>> Start The data

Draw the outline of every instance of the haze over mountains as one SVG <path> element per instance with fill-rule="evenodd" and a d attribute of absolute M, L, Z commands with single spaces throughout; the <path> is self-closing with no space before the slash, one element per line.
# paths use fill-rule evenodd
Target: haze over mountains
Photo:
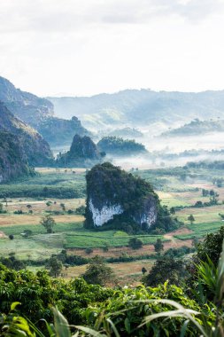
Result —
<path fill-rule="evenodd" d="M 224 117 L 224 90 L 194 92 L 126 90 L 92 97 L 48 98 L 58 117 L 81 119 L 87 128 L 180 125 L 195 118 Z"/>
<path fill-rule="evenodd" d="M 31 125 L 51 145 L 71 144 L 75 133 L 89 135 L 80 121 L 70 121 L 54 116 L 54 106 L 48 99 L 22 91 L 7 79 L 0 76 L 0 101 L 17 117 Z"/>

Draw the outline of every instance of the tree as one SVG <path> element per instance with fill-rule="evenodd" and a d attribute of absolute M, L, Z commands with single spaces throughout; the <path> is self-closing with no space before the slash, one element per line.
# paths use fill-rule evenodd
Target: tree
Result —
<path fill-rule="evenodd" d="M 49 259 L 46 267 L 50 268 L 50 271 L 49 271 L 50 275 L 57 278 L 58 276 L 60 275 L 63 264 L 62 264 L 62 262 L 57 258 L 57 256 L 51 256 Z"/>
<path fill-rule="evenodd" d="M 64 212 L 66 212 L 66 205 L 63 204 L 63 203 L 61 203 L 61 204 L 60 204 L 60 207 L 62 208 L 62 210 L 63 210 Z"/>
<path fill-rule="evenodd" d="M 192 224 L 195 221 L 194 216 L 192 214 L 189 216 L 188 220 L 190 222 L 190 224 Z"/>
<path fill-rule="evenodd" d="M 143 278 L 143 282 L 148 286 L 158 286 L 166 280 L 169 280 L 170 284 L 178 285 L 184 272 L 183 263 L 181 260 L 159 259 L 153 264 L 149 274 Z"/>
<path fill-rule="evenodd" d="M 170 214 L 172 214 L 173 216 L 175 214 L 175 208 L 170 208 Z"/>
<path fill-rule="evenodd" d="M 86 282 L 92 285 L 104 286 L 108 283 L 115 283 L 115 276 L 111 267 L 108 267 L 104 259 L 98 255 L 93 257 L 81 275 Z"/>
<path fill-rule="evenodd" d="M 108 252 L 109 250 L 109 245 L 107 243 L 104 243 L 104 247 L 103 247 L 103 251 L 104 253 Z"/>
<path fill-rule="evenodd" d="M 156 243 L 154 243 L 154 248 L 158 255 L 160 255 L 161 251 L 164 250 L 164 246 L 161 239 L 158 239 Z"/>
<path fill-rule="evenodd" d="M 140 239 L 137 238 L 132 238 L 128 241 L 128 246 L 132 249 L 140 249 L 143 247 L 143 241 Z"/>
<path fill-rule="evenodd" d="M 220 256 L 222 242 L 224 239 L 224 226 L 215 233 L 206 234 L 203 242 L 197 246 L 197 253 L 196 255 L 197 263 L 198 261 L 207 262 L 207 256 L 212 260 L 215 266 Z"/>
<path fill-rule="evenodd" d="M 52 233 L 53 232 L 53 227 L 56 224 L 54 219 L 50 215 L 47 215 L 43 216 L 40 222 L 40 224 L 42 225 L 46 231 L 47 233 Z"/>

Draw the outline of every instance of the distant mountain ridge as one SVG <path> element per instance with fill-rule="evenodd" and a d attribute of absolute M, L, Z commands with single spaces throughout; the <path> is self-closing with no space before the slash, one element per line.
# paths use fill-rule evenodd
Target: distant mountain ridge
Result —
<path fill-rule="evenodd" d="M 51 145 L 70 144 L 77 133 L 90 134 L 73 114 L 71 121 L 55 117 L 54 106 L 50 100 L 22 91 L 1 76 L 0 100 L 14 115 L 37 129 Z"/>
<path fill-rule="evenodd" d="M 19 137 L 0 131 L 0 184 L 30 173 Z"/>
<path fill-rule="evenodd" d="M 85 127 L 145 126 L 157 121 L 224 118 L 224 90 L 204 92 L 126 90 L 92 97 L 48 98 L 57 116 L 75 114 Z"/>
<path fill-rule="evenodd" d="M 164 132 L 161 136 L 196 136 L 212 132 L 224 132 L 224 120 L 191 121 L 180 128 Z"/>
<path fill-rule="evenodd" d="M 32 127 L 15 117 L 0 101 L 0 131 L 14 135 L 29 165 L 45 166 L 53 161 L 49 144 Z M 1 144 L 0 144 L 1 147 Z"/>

>> End The data

▶ [Instructions to follow]
Rewrite the records starting at their very beginning and ending at the line that contains "224 117 L 224", keeping every request as it stands but adding 110 to each coordinate in the answer paths. Leave the pictures out.

▶ [Solved exercise]
Draw the outline of every instance of the haze over mountains as one SVG <path> element per instance with fill-rule="evenodd" and a d attribute of absolute M, L, Z commands with single spaces throughout; the <path> is self-closing with no space before the slash, one element per line.
# paths use fill-rule evenodd
Target: haze over mountains
Photo:
Result —
<path fill-rule="evenodd" d="M 334 227 L 334 200 L 304 202 L 236 200 L 202 207 L 158 208 L 168 227 L 191 229 L 197 238 L 290 235 L 305 228 Z"/>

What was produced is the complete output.